(Entries pointing to named objects)
↓
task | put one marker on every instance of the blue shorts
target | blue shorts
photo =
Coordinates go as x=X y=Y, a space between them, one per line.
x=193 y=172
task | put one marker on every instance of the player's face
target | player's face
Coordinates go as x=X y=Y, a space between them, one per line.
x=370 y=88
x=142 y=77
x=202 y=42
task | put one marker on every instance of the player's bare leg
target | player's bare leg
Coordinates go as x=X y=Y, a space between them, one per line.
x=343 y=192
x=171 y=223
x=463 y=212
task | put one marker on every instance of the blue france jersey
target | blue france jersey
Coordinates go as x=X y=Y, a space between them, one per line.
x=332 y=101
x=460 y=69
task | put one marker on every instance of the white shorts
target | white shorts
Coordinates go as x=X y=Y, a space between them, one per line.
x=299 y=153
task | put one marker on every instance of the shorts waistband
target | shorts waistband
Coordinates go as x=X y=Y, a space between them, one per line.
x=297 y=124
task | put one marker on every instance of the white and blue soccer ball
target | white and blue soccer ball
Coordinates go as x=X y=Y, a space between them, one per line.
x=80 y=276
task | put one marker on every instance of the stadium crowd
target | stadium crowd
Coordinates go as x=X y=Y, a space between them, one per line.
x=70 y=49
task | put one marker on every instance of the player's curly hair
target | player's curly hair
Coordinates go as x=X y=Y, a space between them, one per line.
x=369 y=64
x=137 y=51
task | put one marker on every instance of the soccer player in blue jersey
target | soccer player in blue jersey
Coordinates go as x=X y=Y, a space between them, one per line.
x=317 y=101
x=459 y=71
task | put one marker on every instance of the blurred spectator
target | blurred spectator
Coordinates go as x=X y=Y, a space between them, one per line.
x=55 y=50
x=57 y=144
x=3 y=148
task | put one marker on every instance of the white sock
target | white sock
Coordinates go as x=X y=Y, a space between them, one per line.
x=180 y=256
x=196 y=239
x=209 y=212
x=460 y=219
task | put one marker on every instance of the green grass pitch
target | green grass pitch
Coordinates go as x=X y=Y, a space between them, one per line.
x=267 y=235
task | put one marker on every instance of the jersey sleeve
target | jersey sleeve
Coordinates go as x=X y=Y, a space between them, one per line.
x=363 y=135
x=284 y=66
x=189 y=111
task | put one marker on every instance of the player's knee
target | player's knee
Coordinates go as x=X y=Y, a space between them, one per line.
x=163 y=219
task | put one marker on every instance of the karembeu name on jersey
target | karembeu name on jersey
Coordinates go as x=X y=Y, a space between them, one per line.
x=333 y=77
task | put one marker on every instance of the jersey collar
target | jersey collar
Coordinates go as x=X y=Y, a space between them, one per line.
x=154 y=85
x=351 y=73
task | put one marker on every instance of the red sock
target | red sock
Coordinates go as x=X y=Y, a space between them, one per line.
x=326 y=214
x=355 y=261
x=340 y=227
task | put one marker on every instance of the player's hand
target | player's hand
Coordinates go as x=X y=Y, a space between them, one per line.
↑
**THE PROBLEM**
Give the lines from the one containing "the player's knee" through the end of the records, inclusive, as a numbered list, leaving out blank lines.

**EXPECTED OUTPUT**
1. task | put one marker on every instance of the player's knee
2. target | player's knee
3. Coordinates go as x=X y=Y, a space between them, one per line.
4. x=163 y=219
5. task | put one marker on every instance of the karembeu name on jersey
6. target | karembeu name on jersey
7. Coordinates go as x=X y=Y, a space between them, one per line.
8. x=333 y=77
9. task | put one marker on every instance of the jersey collar
10. target | jersey collar
11. Coordinates go as x=X y=Y, a space between them, one per line.
12. x=154 y=85
13. x=351 y=73
14. task | put one marker on every instance of the red sock
15. target | red sock
16. Coordinates go as x=X y=Y, a space between them, one per line.
17. x=326 y=214
18. x=355 y=261
19. x=340 y=227
20. task | put one marker on every instance of the player's hand
21. target | player's hand
22. Coordinates go as x=X y=Y, a space between them, one per line.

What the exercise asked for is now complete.